> **原文**:
((
金属-电介电复合体系是高温太阳能吸收涂层的经典膜系,它由介电材料或陶瓷基体中掺杂细小的金属颗粒组成,或者由浸入金属的多孔氧化物组成。这种薄膜在红外区是透明的,而在太阳光谱区由于金属的带间跃迁和和小粒子共振而会产生强烈的光吸收。当这类涂层沉积在具有高反射的金属基底上时,就会形成具有高太阳吸收率和低热发射率的光谱选择性吸收涂层。如 Mo-SiO2、W-A12O3、Cr-Cr2O3、Ni-A12O3、Co-WC、W-Ni-A12O3、Ag-A12O3、Mo-Si3N4、Al-Ni-A12O3、W-Ni-YSZ等。然而,对于传统的金属-电介质复合体系,作为填充粒子的金属或金属合金在高温下易发生扩散、氧化、团聚等现象,由此导致吸收涂层光学性能的衰减和高温不稳定性。因此,开发具有优异抗氧化性能、耐高温性能和光学性能的太阳能吸收涂层是目前学术界和工业界研究的热点。
发明内容
本发明所要解决的技术问题是提供一种膜系结构简单、稳定、性能优异的具有尖晶石结构的高温太阳能吸收涂层。
为解决上述问题,本发明所述的一种具有尖晶石结构的高温太阳能吸收涂层,该涂层依次由吸热体基底、吸收层和减反射层组成;所述吸热体基底为镍基合金、哈氏合金、不锈钢、碳钢中的任意一种;所述减反射层为SiO2、Al2O3、AlN、SiN、ZrO2中的一种,其特征在于:所述吸收层是指采用等摩尔比且具有尖晶石结构的金属Cu、Fe、Cr、Mn、Ni中的至少两种金属合金的氧化物。
所述吸收层的厚度为50~150 nm。
所述吸收层具有尖晶石结构。
所述减反射层的厚度为80~230 nm。
所述吸收层采用直流反应磁控溅射方法制备,其中真空室预抽本底真空至3.5×10-6 ~7.0×10-6Torr;合金靶材的溅射功率密度为4~10 W/cm-2,溅射沉积时氩气的进气量为20~80 sccm,氧气的进气量为5~20 sccm。
所述减反射层采用射频磁控溅射方法制备,其中溅射功率密度在4~10 W/cm-2,溅射沉积时氩气的进气量为20~80 sccm。
沉积时吸热体基底温度为150~350℃。
本发明与现有技术相比具有以下优点:
1、具有尖晶石结构的过渡金属氧化物由于其展现出了良好的化学稳定性、耐磨损性、抗氧化、热抗震性、优异的光学性能及催化性能,使得它们被广泛地应用在光学、电学、磁学、催化、能量的存储和转化领域。但传统的尖晶石材料是通过化学法合成如水热法、溶液凝胶法、固相合成制备。本发明利用磁控溅射方法制备了具有尖晶石结构的过渡金属氧化物,并将其作为吸收层,从而避免了高温下的元素扩散和氧化等现象发生,确保了涂层在空气中优异的抗氧化性能和光学性能,不但拓展了尖晶石的制备方法,而且丰富了太阳能吸收涂层的膜系结构。
))
> **数据条目**:
((
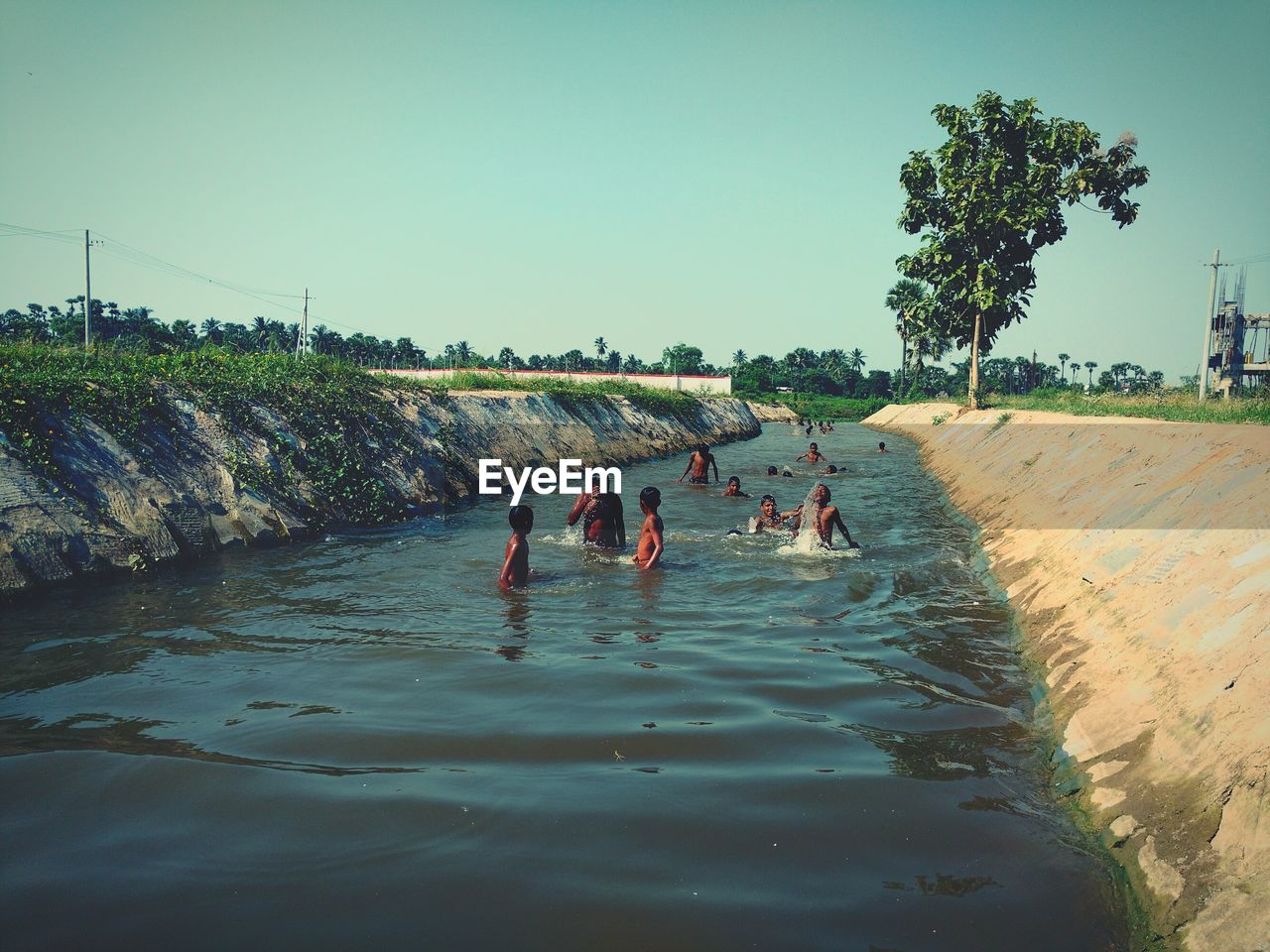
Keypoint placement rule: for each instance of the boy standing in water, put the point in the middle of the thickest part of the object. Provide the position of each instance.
(698, 462)
(516, 556)
(651, 546)
(826, 517)
(813, 456)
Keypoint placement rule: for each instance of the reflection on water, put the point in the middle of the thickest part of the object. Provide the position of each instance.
(363, 742)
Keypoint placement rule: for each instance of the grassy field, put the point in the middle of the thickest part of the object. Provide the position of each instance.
(663, 403)
(339, 411)
(1167, 405)
(822, 407)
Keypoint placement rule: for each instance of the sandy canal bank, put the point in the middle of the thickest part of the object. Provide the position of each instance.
(199, 483)
(1137, 555)
(771, 413)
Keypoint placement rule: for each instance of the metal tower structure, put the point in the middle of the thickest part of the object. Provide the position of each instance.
(1239, 352)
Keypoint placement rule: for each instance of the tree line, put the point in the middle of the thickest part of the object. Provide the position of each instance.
(834, 372)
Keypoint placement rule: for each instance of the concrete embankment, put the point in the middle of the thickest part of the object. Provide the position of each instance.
(1137, 555)
(771, 413)
(198, 483)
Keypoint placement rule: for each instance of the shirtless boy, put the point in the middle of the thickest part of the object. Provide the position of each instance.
(826, 517)
(583, 500)
(651, 546)
(516, 556)
(698, 462)
(770, 517)
(602, 518)
(813, 456)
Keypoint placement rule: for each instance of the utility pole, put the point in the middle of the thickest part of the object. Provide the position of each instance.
(87, 295)
(303, 338)
(1207, 325)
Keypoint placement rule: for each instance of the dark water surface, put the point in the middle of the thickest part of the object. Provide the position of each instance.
(361, 743)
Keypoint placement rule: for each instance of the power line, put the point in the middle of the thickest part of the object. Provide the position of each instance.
(144, 259)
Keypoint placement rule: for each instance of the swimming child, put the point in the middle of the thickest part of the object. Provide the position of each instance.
(698, 462)
(826, 517)
(602, 518)
(770, 517)
(813, 456)
(651, 546)
(584, 498)
(516, 556)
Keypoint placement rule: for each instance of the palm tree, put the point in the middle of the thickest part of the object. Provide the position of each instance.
(211, 329)
(903, 299)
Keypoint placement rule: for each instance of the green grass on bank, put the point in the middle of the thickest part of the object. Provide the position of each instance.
(662, 403)
(336, 412)
(824, 407)
(339, 414)
(1165, 405)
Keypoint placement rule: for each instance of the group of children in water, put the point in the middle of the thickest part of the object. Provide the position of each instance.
(603, 526)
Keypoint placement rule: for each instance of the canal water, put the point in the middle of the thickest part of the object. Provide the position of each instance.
(362, 743)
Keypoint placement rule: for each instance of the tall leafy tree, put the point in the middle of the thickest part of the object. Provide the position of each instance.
(991, 197)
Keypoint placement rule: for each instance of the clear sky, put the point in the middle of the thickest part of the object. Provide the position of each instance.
(536, 175)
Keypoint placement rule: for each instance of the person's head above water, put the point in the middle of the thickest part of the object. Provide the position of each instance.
(521, 518)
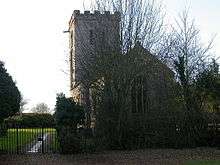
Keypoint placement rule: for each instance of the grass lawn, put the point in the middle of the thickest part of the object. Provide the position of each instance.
(203, 162)
(25, 136)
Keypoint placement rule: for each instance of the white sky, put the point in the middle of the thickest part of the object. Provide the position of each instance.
(34, 48)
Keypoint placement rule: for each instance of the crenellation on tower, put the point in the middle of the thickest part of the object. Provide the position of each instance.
(91, 33)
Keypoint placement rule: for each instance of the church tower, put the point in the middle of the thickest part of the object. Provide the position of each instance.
(90, 34)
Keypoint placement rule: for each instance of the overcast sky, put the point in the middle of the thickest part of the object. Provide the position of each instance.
(34, 47)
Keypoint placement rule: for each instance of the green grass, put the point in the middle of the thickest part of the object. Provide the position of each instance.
(11, 141)
(203, 162)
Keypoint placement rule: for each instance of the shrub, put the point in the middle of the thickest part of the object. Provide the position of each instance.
(68, 115)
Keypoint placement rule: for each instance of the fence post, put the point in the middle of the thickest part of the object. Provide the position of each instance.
(17, 140)
(42, 140)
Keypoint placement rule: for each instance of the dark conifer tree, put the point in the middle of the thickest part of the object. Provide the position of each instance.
(10, 97)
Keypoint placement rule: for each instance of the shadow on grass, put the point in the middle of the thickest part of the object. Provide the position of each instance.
(202, 162)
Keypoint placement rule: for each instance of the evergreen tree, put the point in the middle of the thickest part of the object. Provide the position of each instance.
(10, 97)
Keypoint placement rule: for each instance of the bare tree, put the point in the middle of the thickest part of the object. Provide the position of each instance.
(23, 103)
(188, 57)
(141, 21)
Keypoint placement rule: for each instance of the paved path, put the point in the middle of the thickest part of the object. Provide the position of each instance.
(38, 145)
(139, 157)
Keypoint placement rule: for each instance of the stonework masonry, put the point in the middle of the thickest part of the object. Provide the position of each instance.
(89, 33)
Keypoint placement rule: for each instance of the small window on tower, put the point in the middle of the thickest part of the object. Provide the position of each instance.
(91, 37)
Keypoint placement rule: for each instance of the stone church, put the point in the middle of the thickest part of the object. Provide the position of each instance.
(90, 33)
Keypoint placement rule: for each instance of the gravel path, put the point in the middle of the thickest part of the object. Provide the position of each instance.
(139, 157)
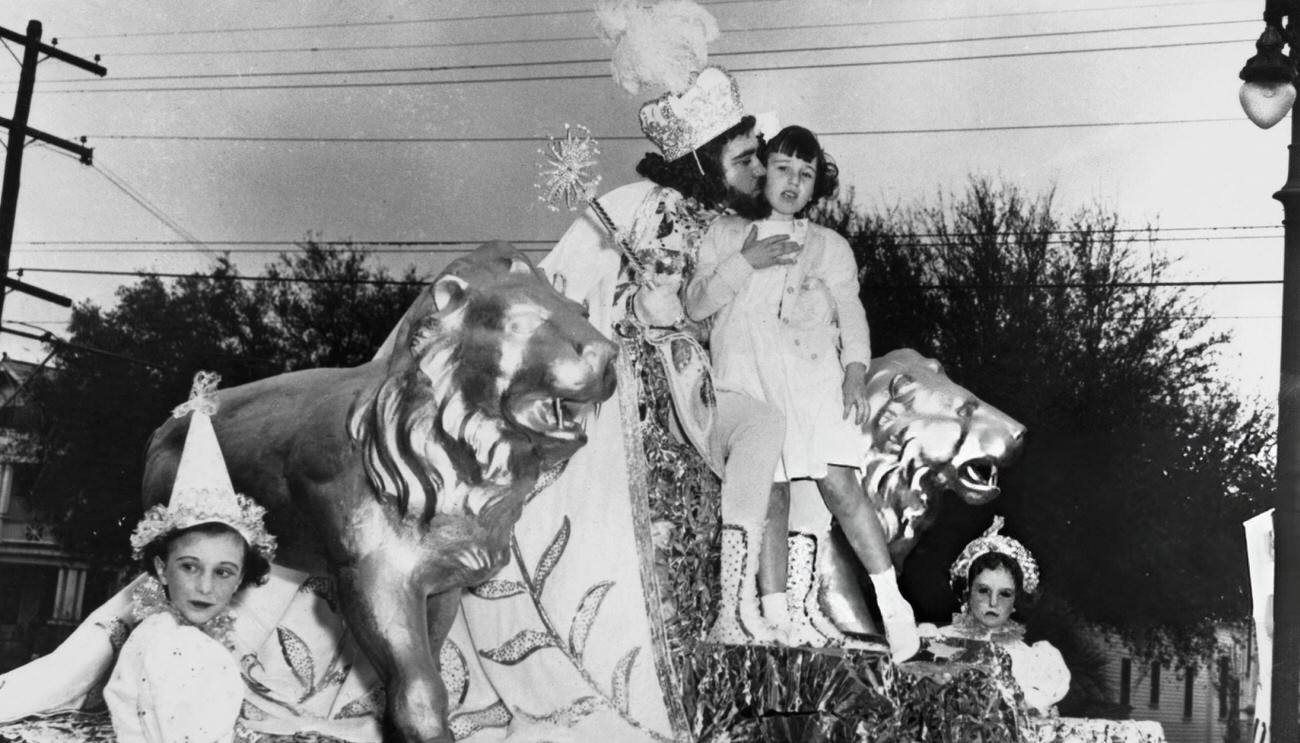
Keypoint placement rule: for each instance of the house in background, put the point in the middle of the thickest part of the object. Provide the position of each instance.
(44, 590)
(1209, 703)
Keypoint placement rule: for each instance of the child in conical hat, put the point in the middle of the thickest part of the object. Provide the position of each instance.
(176, 677)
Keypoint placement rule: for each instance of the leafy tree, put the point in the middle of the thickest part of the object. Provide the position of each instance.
(321, 305)
(1139, 465)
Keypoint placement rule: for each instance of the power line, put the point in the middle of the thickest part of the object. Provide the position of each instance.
(423, 247)
(365, 24)
(580, 11)
(605, 74)
(606, 59)
(534, 139)
(588, 38)
(135, 195)
(926, 286)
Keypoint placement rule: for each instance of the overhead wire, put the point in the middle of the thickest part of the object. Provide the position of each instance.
(589, 38)
(365, 24)
(640, 137)
(922, 286)
(605, 59)
(605, 74)
(581, 11)
(420, 247)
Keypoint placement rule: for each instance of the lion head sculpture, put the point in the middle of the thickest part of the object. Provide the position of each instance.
(501, 373)
(930, 435)
(403, 477)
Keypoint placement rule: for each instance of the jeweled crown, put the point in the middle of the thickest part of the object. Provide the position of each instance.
(993, 542)
(203, 492)
(681, 124)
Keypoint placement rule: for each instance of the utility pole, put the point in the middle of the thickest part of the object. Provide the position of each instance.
(20, 131)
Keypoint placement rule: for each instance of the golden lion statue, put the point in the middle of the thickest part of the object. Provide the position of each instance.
(403, 477)
(928, 435)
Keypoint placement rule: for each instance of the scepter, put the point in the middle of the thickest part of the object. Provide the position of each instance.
(566, 182)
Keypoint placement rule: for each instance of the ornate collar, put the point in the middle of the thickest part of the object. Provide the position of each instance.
(969, 628)
(150, 599)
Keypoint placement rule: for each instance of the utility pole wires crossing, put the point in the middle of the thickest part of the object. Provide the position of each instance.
(18, 134)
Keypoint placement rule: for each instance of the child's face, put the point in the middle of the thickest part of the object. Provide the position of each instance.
(789, 182)
(202, 573)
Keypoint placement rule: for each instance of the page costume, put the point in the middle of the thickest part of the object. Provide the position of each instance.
(174, 681)
(783, 334)
(1038, 669)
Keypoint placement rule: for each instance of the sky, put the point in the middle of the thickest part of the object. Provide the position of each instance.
(246, 125)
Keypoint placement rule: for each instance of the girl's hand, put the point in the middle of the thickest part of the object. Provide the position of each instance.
(771, 251)
(856, 394)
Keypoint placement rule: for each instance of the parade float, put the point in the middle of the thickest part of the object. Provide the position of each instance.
(501, 529)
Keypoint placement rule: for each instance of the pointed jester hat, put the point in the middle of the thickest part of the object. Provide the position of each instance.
(203, 492)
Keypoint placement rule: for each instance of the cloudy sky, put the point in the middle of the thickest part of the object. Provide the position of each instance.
(245, 125)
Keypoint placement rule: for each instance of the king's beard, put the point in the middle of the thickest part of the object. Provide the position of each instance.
(749, 205)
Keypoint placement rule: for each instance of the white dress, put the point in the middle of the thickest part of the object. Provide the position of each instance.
(173, 683)
(1038, 669)
(783, 335)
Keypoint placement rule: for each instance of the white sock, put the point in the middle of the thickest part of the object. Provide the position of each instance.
(885, 583)
(775, 608)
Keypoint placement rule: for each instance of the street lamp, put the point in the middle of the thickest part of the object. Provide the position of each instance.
(1266, 96)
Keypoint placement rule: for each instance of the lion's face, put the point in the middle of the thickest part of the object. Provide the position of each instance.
(931, 435)
(493, 378)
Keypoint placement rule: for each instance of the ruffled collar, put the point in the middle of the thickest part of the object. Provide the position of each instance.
(969, 628)
(150, 598)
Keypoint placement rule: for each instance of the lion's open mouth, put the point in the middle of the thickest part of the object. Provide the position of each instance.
(550, 417)
(978, 479)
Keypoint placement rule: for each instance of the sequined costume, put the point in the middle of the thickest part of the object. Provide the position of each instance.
(1038, 669)
(174, 681)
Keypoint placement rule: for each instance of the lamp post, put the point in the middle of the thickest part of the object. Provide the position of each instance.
(1268, 95)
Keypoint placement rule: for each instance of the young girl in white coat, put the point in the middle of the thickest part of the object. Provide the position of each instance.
(789, 330)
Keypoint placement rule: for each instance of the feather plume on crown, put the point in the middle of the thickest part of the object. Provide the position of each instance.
(658, 47)
(995, 542)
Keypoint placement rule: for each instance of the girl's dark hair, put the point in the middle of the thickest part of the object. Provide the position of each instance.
(992, 561)
(683, 174)
(800, 142)
(255, 565)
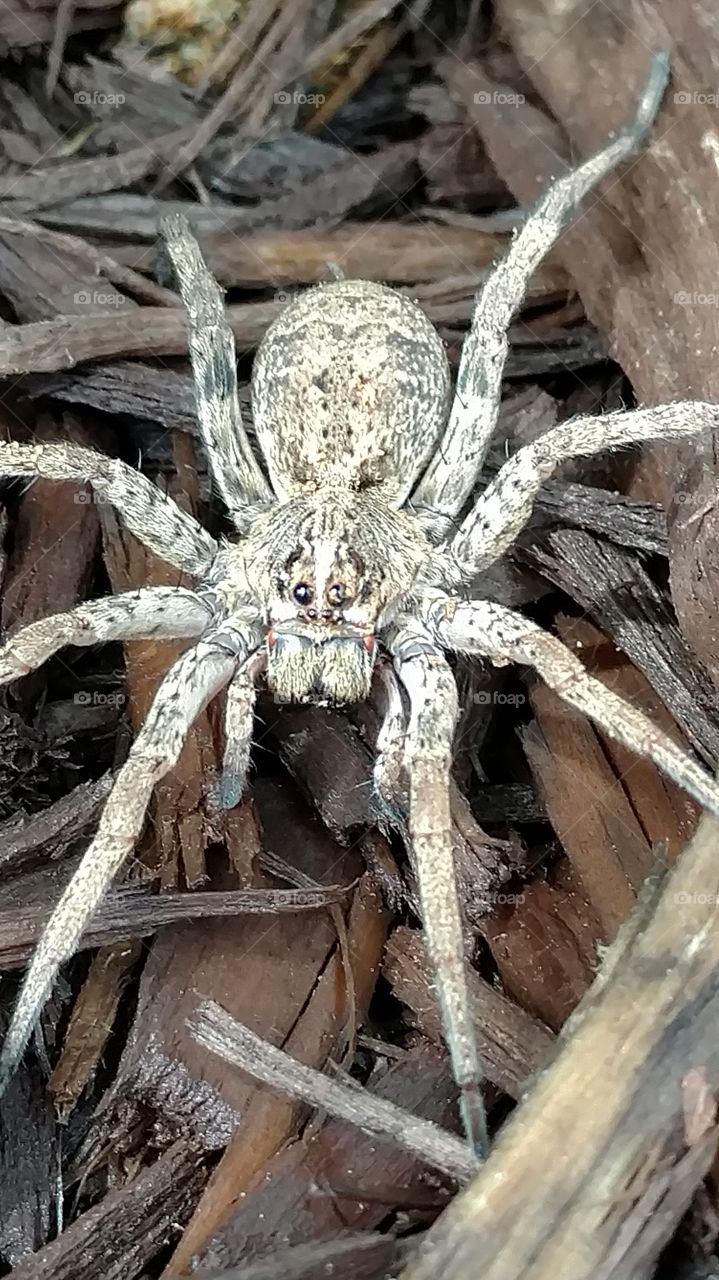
))
> **任务**: 根据原文,这种高温太阳能吸收涂层中减反射层的厚度范围是多少?

> **本题解答**: 80~230 nm。